- _PROBLEMS TO SOLVE_
[1] Condense the paragraph of the artist profile that begins "The mixed media pieces employ" into a brief bulleted list of its main facts.
[2] Transcribe from the artist profile the passage starting with "The mixed media pieces employ" and going on through "NM since 1977.".

- _GIVEN TEXT_
BEGIN
Sandra Duran Wilson is a fourth generation artist. Her mother’s relatives come from Mexico, Spain, and Italy and their mediums were respectively painting, photography, and sculpture. She started painting at the age of five under the tutelage of her great aunt, Santa Duran, a well-known Texas landscape artist. They would travel to location and paint the old missions, houses, and landscapes around San Antonio. Sandra’s great- grandfather, Juan Duran, a photographer from Madrid, Spain and her grandfather, a ceramic artist from Mexico both influenced her work. Sandra’s early years were spent on the border of Mexico where the people, animals, landscape, drama of the religious rituals, and stories of the curanderas shaped her reality. Years later she would return many times to Mexico and South America to study the culture, traditions, and art. Her spirituality combined with her scientific studies has directed her work from realism to abstract mixed media.
Sandra’s father and his relatives were physicians and healers and they nurtured her love of science. Making her paints and paper from materials found in Nature is a direct result of this passion. Her work is much like her life in that it has many layers, textures and depth as a result of varied and juxtaposed experiences.
The mixed media pieces employ painting, printmaking, photography, and collage. They are like an archeological dig, unearthing hidden treasures from the past. Her goal is to continue exploring the connections between soul and science. She has degrees in both science and art from the University of New Mexico and she has lived in Santa Fe, NM since 1977.
The collision of dimensions is a place where science encounters art through texture, color, composition, and movement. I dream all of my work prior to creating it. The dream state is open to all possibilities where colors become frequencies weaving the tapestry of time. The work is sensually textured abstract surfaces with portions of symbols and images emerging like treasures being unearthed from an archeological dig. Creativity occurs on many levels, the dream state, the intuitive, and the analytical. I am intrigued with the possibilities science offers and equally so by the mysteries of the spirit. Science operates within defined parameters and art occurs when science encounters the dynamic flow of the spirit. My scientific research influences my analytical outlook. My travels in Mexico and South America, and my studies with shamans and healers have also shaped my perception. I have always been fascinated with alchemy, the process of transforming something common into something precious. As a result I make many of my own papers, paints, and encaustics using common elements, and employ the transformative processes of printmaking and collage. Astrophysics, quarks, superstrings, and phantom strands of DNA are inspiration for the mixed media pieces. Mathematical formulas give rise to complex, dynamic images through the dream state. I believe that art and science can inspire and influence each other. History is a part of memory; potential a part of imagination and where the two meet and merge is the essence of power.
END
- _DATA LISTING_
BEGIN
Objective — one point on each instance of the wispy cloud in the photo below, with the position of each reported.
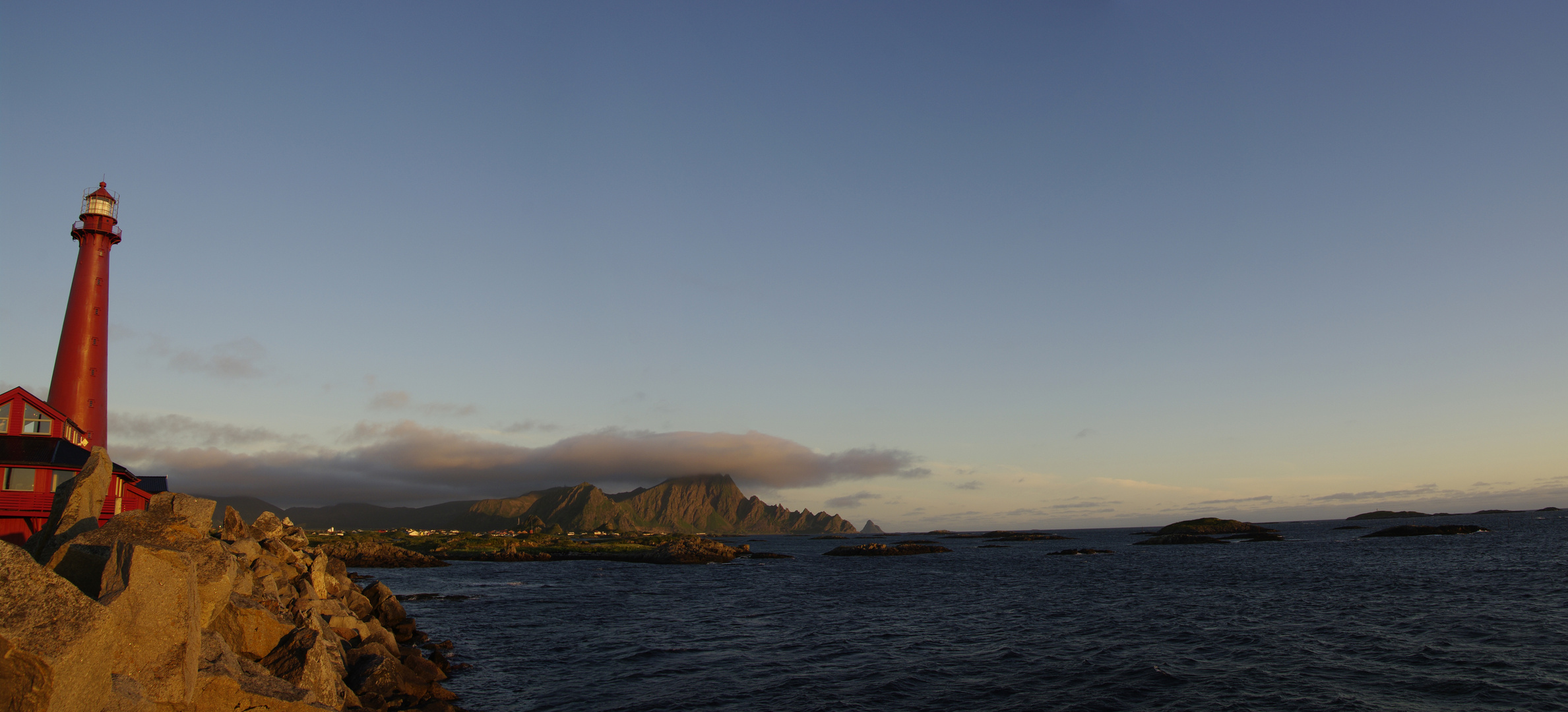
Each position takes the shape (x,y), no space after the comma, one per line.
(232,359)
(530,427)
(852,501)
(397,400)
(408,461)
(1420,491)
(1084,506)
(1261,498)
(170,430)
(1136,483)
(389,400)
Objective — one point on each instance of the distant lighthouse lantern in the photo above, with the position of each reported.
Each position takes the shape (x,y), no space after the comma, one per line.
(101,203)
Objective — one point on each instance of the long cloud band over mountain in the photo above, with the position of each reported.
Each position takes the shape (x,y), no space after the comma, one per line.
(411,463)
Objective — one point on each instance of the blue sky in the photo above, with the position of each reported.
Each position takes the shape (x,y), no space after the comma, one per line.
(954,266)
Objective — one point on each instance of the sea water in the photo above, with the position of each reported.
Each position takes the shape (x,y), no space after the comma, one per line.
(1322,622)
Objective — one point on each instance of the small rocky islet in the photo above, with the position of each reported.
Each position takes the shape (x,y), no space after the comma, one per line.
(1421,531)
(885,551)
(1200,531)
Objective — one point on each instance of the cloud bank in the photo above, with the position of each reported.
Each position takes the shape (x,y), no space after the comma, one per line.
(398,463)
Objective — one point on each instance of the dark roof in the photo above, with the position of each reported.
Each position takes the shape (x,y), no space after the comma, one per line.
(35,450)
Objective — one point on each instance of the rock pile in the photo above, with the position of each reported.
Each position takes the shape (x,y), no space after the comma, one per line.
(151,612)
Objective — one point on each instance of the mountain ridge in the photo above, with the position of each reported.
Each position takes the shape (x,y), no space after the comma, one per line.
(710,504)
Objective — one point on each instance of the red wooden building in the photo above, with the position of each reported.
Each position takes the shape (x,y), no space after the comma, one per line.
(40,449)
(46,443)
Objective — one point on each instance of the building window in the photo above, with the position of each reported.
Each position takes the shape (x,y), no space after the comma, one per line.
(35,421)
(19,479)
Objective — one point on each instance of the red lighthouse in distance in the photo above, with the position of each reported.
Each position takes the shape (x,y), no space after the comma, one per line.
(79,388)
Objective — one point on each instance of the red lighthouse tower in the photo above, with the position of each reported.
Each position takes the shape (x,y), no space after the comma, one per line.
(79,388)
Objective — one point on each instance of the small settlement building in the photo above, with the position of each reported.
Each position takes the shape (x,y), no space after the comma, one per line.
(40,449)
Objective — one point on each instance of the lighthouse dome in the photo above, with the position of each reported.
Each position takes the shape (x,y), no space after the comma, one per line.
(101,203)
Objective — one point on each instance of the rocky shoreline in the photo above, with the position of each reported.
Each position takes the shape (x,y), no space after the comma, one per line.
(151,612)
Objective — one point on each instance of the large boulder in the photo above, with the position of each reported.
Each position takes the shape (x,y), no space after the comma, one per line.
(55,642)
(215,566)
(151,595)
(77,506)
(82,565)
(222,694)
(311,656)
(192,512)
(250,628)
(234,526)
(267,526)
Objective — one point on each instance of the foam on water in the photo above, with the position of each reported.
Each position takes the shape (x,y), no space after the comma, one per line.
(1324,622)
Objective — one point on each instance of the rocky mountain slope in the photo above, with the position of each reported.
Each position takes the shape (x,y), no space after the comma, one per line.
(678,506)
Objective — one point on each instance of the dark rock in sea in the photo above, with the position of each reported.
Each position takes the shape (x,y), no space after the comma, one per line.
(1424,531)
(1181,540)
(431,597)
(676,551)
(885,551)
(371,554)
(497,556)
(1388,515)
(1255,537)
(1212,526)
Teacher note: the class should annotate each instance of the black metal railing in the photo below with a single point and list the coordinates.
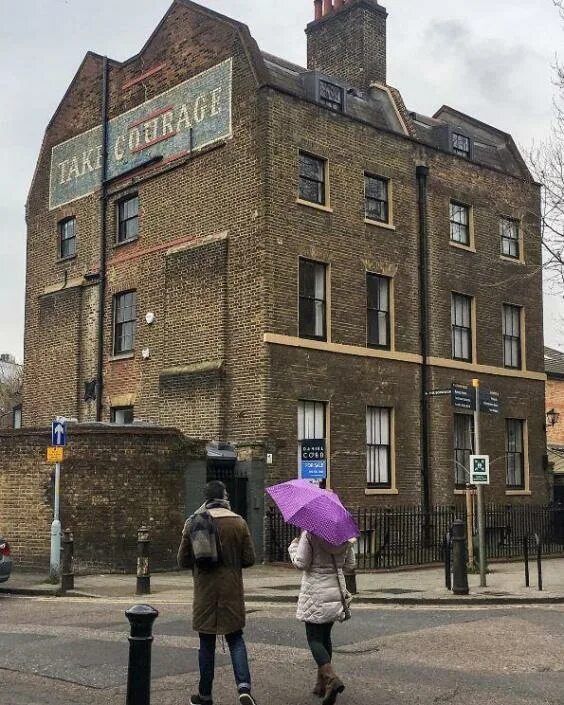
(403, 536)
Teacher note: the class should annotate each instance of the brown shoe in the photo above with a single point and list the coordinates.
(333, 684)
(319, 689)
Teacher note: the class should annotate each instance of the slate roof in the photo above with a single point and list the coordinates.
(554, 363)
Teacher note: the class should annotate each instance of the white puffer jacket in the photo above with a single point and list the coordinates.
(320, 598)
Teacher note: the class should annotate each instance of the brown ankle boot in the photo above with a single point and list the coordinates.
(319, 689)
(333, 684)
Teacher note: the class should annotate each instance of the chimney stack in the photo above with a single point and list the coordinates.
(347, 39)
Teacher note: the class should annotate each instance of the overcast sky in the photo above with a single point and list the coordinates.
(490, 59)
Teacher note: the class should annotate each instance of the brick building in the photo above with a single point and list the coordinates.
(287, 253)
(554, 366)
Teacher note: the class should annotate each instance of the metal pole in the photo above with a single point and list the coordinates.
(55, 563)
(470, 526)
(459, 572)
(143, 572)
(141, 618)
(480, 489)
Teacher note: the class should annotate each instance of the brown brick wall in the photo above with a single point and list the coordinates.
(555, 400)
(112, 482)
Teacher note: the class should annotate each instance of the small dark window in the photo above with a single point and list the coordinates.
(376, 201)
(67, 238)
(128, 219)
(463, 448)
(459, 223)
(312, 317)
(125, 317)
(461, 145)
(312, 179)
(331, 95)
(509, 231)
(461, 322)
(511, 336)
(514, 454)
(378, 447)
(378, 311)
(121, 414)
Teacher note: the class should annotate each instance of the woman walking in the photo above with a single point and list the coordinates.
(322, 602)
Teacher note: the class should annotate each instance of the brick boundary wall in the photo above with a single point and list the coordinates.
(113, 480)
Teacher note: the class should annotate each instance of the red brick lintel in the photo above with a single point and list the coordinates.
(150, 72)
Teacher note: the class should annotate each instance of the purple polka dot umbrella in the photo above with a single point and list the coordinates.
(320, 512)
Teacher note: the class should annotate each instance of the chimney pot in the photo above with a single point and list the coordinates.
(318, 7)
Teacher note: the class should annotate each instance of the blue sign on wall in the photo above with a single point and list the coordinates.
(313, 461)
(185, 118)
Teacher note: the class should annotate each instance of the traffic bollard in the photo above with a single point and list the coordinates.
(143, 572)
(67, 574)
(459, 558)
(141, 618)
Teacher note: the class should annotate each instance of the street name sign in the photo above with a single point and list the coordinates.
(58, 433)
(489, 401)
(55, 454)
(479, 469)
(313, 461)
(463, 397)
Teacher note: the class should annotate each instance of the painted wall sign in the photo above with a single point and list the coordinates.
(193, 114)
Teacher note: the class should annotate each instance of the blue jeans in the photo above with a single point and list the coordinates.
(239, 659)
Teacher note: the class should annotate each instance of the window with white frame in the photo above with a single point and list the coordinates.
(511, 328)
(311, 423)
(378, 447)
(461, 323)
(463, 448)
(459, 223)
(514, 454)
(509, 232)
(312, 309)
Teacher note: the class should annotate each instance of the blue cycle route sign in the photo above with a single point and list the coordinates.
(313, 461)
(58, 433)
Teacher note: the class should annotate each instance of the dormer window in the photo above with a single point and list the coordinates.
(331, 95)
(461, 145)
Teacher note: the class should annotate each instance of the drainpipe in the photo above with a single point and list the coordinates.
(103, 237)
(422, 172)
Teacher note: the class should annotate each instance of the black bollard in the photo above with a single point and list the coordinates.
(143, 572)
(67, 570)
(141, 618)
(459, 558)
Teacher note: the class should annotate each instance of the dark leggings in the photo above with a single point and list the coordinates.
(319, 640)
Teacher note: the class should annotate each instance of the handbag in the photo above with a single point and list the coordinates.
(346, 597)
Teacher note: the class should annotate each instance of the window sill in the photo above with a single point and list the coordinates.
(459, 246)
(514, 260)
(374, 491)
(379, 224)
(315, 206)
(125, 242)
(122, 356)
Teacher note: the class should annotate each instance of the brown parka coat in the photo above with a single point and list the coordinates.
(219, 601)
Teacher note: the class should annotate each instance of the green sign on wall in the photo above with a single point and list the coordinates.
(191, 115)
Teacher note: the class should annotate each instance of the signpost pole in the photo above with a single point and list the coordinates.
(55, 565)
(480, 490)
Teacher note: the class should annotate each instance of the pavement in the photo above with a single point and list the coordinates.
(280, 584)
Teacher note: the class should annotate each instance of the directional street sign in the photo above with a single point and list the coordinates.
(55, 454)
(489, 401)
(479, 469)
(463, 397)
(58, 433)
(313, 462)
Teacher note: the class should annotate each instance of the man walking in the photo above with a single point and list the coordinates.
(216, 544)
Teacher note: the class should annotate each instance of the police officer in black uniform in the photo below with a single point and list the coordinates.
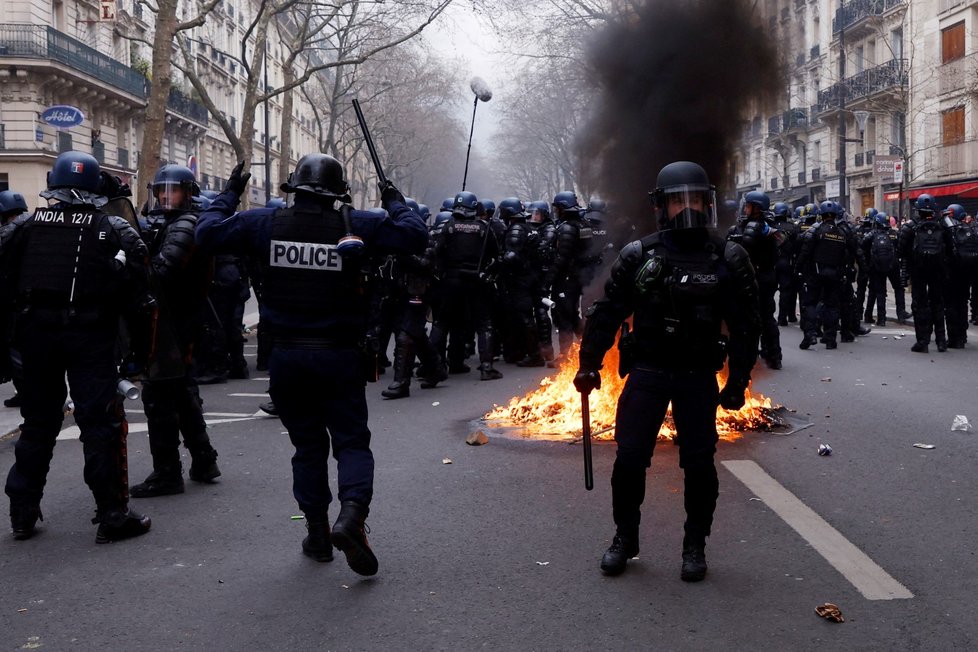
(926, 246)
(680, 285)
(762, 242)
(315, 311)
(76, 271)
(964, 271)
(787, 284)
(171, 398)
(465, 249)
(573, 260)
(827, 251)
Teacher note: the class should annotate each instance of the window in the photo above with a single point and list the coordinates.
(952, 42)
(952, 126)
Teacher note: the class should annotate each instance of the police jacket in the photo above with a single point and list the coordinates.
(308, 289)
(76, 261)
(680, 285)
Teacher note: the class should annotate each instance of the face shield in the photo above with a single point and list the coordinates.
(687, 206)
(171, 196)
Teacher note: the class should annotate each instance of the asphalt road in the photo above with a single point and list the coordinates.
(500, 548)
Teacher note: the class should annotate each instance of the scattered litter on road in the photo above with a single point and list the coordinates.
(830, 612)
(477, 438)
(961, 423)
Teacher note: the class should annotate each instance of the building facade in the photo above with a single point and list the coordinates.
(876, 88)
(73, 52)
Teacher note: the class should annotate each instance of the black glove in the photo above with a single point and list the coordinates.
(238, 181)
(587, 380)
(389, 193)
(732, 396)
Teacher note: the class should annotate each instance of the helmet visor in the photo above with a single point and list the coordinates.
(171, 196)
(688, 206)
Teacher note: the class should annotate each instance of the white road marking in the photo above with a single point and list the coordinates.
(861, 571)
(73, 432)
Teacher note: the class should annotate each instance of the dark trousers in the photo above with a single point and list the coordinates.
(320, 396)
(86, 354)
(820, 306)
(927, 303)
(173, 408)
(641, 410)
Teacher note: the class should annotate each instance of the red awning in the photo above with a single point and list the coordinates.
(968, 189)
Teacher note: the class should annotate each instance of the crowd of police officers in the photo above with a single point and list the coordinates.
(99, 293)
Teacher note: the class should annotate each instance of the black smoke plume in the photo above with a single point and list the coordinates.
(675, 81)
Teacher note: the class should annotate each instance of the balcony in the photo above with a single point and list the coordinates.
(43, 42)
(859, 15)
(953, 160)
(889, 76)
(794, 118)
(958, 75)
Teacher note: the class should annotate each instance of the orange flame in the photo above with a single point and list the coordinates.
(553, 411)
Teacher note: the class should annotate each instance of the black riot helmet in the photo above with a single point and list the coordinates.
(12, 204)
(320, 175)
(511, 208)
(168, 180)
(75, 178)
(683, 197)
(926, 206)
(466, 204)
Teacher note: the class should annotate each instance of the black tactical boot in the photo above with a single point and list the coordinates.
(487, 372)
(23, 519)
(165, 482)
(694, 560)
(117, 525)
(203, 468)
(615, 558)
(316, 544)
(349, 536)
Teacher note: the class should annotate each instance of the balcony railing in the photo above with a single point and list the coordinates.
(892, 74)
(856, 10)
(44, 42)
(953, 160)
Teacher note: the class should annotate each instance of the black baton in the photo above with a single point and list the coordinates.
(586, 434)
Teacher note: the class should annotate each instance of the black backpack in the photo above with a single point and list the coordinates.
(882, 253)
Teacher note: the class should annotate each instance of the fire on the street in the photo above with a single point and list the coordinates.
(553, 411)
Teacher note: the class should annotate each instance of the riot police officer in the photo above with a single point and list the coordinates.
(465, 249)
(827, 251)
(763, 244)
(925, 245)
(313, 307)
(964, 272)
(573, 260)
(787, 285)
(680, 285)
(171, 398)
(75, 271)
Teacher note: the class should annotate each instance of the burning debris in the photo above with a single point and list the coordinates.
(553, 411)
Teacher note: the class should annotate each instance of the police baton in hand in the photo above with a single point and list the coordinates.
(586, 440)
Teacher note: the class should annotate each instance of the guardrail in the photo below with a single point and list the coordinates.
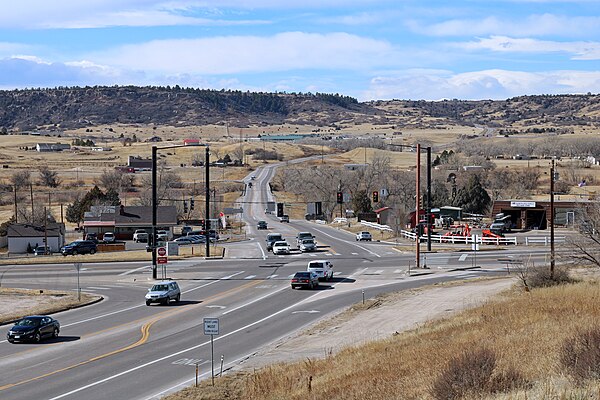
(543, 239)
(376, 226)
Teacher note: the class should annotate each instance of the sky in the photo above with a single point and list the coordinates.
(367, 49)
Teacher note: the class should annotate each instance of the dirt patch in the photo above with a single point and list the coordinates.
(377, 319)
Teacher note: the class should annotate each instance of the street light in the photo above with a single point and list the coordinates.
(155, 203)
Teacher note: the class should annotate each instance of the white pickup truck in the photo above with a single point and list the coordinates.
(140, 236)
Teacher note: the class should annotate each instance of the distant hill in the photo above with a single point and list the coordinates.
(68, 108)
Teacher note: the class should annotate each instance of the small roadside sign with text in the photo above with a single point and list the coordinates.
(211, 326)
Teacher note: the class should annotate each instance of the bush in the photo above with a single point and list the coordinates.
(473, 373)
(580, 355)
(540, 277)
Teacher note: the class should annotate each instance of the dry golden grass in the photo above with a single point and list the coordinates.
(525, 330)
(27, 302)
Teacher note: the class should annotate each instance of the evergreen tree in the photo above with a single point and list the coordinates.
(472, 197)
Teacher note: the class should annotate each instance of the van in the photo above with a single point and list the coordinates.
(272, 238)
(323, 269)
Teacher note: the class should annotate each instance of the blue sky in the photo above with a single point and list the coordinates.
(369, 49)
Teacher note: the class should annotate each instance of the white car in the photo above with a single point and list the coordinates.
(281, 247)
(323, 269)
(364, 236)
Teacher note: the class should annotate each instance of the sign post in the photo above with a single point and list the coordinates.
(211, 327)
(162, 259)
(78, 267)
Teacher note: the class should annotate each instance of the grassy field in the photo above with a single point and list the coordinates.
(518, 346)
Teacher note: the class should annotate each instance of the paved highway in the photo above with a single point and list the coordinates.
(120, 348)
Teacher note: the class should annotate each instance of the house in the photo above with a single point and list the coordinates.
(125, 220)
(47, 147)
(20, 236)
(191, 142)
(139, 163)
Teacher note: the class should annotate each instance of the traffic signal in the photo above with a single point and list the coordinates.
(318, 208)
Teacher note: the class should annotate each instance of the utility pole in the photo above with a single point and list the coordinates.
(154, 212)
(552, 259)
(417, 208)
(207, 200)
(428, 211)
(16, 211)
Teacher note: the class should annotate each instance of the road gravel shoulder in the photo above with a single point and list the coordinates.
(377, 319)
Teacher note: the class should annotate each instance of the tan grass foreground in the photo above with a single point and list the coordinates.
(526, 333)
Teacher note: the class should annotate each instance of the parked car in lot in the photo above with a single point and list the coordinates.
(305, 279)
(109, 237)
(308, 245)
(323, 269)
(41, 250)
(261, 225)
(360, 236)
(303, 235)
(79, 247)
(33, 329)
(163, 292)
(272, 238)
(140, 236)
(281, 247)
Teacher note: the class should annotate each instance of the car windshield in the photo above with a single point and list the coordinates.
(28, 322)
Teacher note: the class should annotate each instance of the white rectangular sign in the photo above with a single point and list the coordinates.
(211, 326)
(530, 204)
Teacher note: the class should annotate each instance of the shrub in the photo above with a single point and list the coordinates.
(473, 373)
(540, 277)
(580, 355)
(465, 374)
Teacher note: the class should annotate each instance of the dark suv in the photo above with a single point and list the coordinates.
(79, 247)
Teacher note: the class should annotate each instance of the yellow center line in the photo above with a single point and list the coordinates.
(145, 335)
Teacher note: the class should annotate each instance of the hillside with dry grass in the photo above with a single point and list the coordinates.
(539, 344)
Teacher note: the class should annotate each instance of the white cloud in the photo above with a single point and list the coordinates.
(71, 14)
(580, 50)
(533, 25)
(489, 84)
(243, 54)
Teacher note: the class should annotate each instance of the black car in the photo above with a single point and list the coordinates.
(261, 225)
(79, 247)
(33, 329)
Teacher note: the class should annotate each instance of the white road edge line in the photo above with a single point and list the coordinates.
(110, 378)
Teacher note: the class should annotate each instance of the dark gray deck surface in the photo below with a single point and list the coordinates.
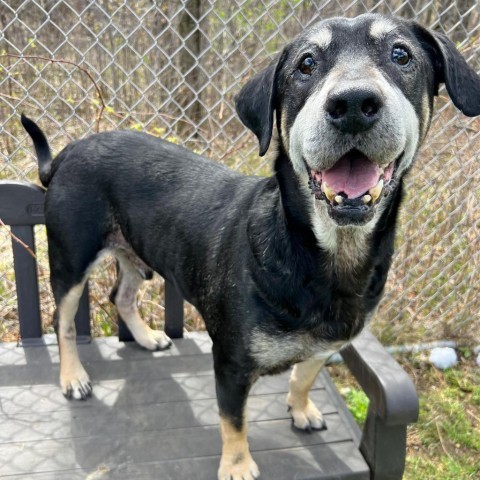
(153, 416)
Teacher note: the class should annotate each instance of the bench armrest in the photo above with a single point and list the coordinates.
(393, 405)
(387, 385)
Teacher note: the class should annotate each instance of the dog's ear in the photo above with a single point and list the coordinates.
(462, 82)
(255, 104)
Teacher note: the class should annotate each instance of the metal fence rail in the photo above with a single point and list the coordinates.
(172, 68)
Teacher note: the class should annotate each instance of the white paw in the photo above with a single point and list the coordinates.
(307, 418)
(153, 339)
(75, 383)
(239, 467)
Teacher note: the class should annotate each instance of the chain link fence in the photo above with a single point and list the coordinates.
(171, 69)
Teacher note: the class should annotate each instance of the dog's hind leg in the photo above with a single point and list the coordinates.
(74, 380)
(305, 414)
(233, 384)
(131, 274)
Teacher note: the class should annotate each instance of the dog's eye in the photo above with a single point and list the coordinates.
(307, 66)
(400, 56)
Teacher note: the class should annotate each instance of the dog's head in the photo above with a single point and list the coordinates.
(353, 101)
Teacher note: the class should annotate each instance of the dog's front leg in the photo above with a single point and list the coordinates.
(233, 385)
(305, 414)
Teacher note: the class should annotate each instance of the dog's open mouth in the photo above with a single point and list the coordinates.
(352, 187)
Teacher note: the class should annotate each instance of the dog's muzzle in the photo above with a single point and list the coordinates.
(352, 187)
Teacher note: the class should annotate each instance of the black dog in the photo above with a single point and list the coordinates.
(280, 276)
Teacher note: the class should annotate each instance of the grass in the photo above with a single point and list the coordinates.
(445, 442)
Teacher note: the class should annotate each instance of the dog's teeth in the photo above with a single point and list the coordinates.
(376, 190)
(329, 192)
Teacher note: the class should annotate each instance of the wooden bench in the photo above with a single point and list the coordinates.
(153, 414)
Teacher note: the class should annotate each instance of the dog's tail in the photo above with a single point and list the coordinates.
(44, 155)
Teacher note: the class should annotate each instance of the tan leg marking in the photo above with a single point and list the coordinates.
(305, 414)
(236, 462)
(74, 380)
(126, 303)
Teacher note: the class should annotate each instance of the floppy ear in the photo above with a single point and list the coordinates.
(255, 104)
(462, 82)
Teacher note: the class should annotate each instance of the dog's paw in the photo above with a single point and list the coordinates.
(154, 339)
(307, 418)
(76, 384)
(240, 467)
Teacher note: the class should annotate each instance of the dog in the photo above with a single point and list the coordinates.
(284, 270)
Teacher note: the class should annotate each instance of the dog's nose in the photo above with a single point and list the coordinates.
(354, 110)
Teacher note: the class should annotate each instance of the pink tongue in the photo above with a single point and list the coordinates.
(353, 175)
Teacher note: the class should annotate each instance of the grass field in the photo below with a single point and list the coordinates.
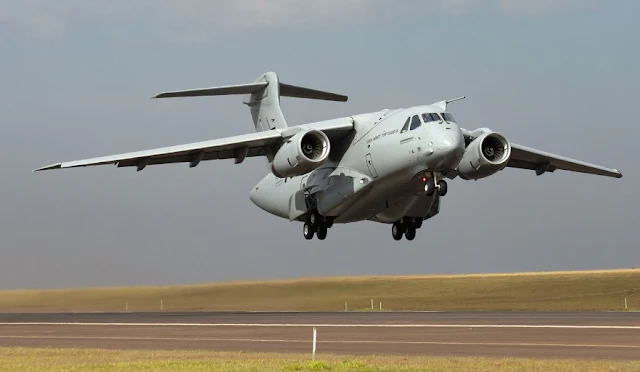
END
- _YOUR WRITTEN ANSWERS_
[1]
- Her mixed media pieces use painting, printmaking, photography, and collage.
- They resemble an archeological dig that unearths hidden treasures from the past.
- Her goal is to keep exploring the connections between soul and science.
- She holds degrees in science and art from the University of New Mexico.
- She has lived in Santa Fe, NM, since 1977.

[2]
The mixed media pieces employ painting, printmaking, photography, and collage. They are like an archeological dig, unearthing hidden treasures from the past. Her goal is to continue exploring the connections between soul and science. She has degrees in both science and art from the University of New Mexico and she has lived in Santa Fe, NM since 1977.